Available records:
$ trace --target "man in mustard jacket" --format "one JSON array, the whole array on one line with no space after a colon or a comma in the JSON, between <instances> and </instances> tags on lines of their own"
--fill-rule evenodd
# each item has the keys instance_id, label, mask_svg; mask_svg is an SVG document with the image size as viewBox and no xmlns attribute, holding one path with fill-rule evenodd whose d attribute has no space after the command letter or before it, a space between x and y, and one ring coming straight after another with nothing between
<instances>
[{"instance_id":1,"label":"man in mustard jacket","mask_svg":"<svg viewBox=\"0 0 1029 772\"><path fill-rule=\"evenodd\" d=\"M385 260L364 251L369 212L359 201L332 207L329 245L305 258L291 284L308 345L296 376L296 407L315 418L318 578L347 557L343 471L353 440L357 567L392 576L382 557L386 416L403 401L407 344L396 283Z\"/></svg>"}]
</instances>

Aim:
Render every line of the records above as a Markdown table with the columns "Row" and "Line," numbering the rows in order and leaving out blank lines.

Finished task:
| Row | Line |
|---|---|
| 1 | $ trace --target "man in mustard jacket" --format "one JSON array, the whole array on one line with no space after a colon or a comma in the JSON, between <instances> and </instances> tags on lines of their own" |
| 2 | --fill-rule evenodd |
| 3 | # each item has the keys instance_id, label, mask_svg; mask_svg is an SVG document with the image size as viewBox and no xmlns attribute, holding one path with fill-rule evenodd whose d attribute has no space after the command letter or before it, a space between x and y, and one ring coming straight after another with nothing between |
| 4 | <instances> |
| 5 | [{"instance_id":1,"label":"man in mustard jacket","mask_svg":"<svg viewBox=\"0 0 1029 772\"><path fill-rule=\"evenodd\" d=\"M385 260L364 251L369 212L359 201L332 207L329 245L305 258L291 284L308 345L296 376L296 407L315 418L318 578L347 557L343 471L353 440L357 567L392 576L382 557L386 416L403 401L407 344L396 283Z\"/></svg>"}] |
| 6 | </instances> |